Task to complete:
Could you transcribe each entry below exactly, minus the images?

Data for processing:
........

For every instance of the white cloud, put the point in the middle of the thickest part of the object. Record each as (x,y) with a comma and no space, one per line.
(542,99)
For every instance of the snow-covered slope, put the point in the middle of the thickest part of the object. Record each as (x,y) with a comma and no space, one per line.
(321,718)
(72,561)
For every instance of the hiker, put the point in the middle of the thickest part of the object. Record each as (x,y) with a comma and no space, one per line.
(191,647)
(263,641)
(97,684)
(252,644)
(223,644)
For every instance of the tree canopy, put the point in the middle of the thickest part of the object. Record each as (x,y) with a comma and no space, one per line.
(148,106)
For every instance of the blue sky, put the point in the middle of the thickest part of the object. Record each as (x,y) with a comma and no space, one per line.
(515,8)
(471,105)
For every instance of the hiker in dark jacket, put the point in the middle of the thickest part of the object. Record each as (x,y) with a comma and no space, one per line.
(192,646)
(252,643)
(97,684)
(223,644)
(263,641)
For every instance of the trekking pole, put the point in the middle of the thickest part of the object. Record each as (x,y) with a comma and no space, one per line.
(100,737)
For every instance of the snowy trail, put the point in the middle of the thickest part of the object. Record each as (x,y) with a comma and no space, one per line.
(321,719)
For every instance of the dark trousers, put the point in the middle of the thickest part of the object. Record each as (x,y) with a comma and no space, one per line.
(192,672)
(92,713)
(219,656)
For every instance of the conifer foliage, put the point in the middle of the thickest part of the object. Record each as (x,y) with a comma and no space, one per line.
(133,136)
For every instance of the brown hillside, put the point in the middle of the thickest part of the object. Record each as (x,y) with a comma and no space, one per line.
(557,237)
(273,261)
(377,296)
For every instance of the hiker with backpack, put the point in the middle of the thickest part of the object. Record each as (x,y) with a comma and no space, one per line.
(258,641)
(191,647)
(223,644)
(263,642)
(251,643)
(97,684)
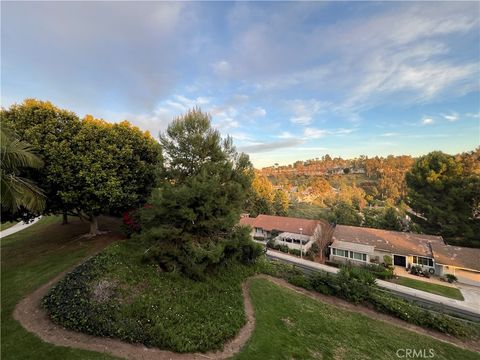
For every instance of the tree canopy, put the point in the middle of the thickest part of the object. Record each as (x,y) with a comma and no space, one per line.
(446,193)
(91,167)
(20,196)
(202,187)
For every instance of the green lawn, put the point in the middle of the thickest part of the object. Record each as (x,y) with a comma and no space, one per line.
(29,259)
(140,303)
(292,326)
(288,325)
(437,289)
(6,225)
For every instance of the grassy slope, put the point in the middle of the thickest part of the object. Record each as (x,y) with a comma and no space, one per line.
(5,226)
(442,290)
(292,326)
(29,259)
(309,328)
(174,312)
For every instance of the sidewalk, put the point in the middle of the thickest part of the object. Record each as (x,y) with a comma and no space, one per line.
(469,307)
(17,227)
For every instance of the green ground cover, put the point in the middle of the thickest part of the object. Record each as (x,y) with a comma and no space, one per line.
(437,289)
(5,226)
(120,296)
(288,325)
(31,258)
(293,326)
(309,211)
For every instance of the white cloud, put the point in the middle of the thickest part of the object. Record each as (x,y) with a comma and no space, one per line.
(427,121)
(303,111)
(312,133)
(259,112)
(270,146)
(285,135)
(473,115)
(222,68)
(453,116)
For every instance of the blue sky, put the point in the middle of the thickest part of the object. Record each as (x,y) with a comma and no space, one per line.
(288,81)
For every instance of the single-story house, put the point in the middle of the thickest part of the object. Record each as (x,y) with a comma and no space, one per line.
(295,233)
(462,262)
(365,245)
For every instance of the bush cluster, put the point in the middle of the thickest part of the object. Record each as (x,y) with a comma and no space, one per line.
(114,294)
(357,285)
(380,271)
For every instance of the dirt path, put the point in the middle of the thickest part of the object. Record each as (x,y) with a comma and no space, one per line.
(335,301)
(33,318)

........

Response area:
For every instance of the white cloud, put the point in the middle of the thickest part of the object. Record each as (x,y) with a comma and no space, one per line.
(542,99)
For every instance of the snow-covered slope, put the point in the middle of the thickest part of the object. Record each as (x,y) with a comma and no space, one per line.
(321,718)
(72,561)
For every instance of the hiker, put the point in the middle of the thickest part of the object. Record each as (x,y) with a comma and no space, one per line.
(191,647)
(263,641)
(97,684)
(252,644)
(223,644)
For every instance of the tree canopy, put the point in the middle of the thickest part of the object. Record each as (x,y) with a comma and no space, one per line.
(148,106)
For every instance of the blue sky, put the point in the middle of the thickest part of the object. Record each as (x,y) with a comma and no space, one per line.
(515,8)
(471,105)
For every instance of the hiker in dark jacket, put the point in the middle of the thickest part of the object. Record each as (x,y) with a comma and no space, one per line.
(192,646)
(252,643)
(97,684)
(223,644)
(263,641)
For every instance of the trekking pole, put the point in the middle of the thickest part of the object. Record each as (x,y) with a comma and no space, one per line.
(100,737)
For every instance of the snowy trail, put the point in the middle of the thickest part of the object. Record each as (x,y) with a comma and no space, one per line.
(321,719)
For every instance of the dark trousers, put the point in the middle of the thickest part of the object. Record each as (x,y) with a comma and no space, one per line.
(192,672)
(92,713)
(219,656)
For every instance of the conifer foliage, put the point in the middle of the thickest part of the object. Record each as (x,y) with a comma and no space, one per line.
(133,136)
For every instance of the brown hillside, put the point in the middle of the thickest part of the object. Record each as (x,y) with a comma and no space, one per line.
(557,237)
(273,261)
(377,296)
For every instance of the hiker with backpack, put the point in the middle of the thickest part of the object. Record each as (x,y) with a comma and no space, one per line.
(258,641)
(191,647)
(223,644)
(263,642)
(251,643)
(97,684)
For every instance of the tree canopy, put the point in the middle of the thickest part of the object. Record each as (x,y) with a comma and no space, one per line.
(446,193)
(91,167)
(20,196)
(202,187)
For every instance of the green lawn, put the point in the middle of the thickest part of the object. Record each as (x,y) with a comma and no space, one per line.
(29,259)
(140,303)
(292,326)
(288,325)
(437,289)
(6,225)
For every instance of the grassy slope, put the point in the middle of the thickest part of the object. Record each as (x,y) with a comma and no space, one per line.
(5,226)
(442,290)
(292,326)
(29,259)
(309,328)
(174,312)
For every instance of the sidewalk, put the point in the middle of the thickest part of the object. Record each as (x,y) with a comma and no space, one per line.
(469,307)
(17,227)
For every instance of the green ground cover, put the point in the middle of the thickest part of the object. Record each as (x,y) with a comma and no space, one per line.
(437,289)
(5,226)
(120,296)
(288,325)
(31,258)
(293,326)
(309,211)
For every instance of the white cloud, put the point in the middle of the thickest part of the object. Record each as (x,y) with a comma and no space, one per line.
(427,121)
(303,111)
(312,133)
(259,112)
(270,146)
(285,135)
(473,115)
(222,68)
(453,116)
For every instance of the blue sky, put the point in the middle of the thickest part of the object. Record each as (x,y) with a comma and no space, one per line.
(288,81)
For every instance of the single-story house, put the point in the middle of the thickest part of the object. Record each as (x,y) with a comma and no space, one per line.
(295,233)
(462,262)
(365,245)
For every instance of the bush cluster, put the point in the middle of the thickest part of the object. Record each as (x,y) with a comma and no space, one per line.
(114,294)
(357,285)
(380,271)
For every instance of the dirt path, put the point in the middle of the thickest part of the object. Record each as (x,y) with a comma and no space, one per line.
(335,301)
(33,318)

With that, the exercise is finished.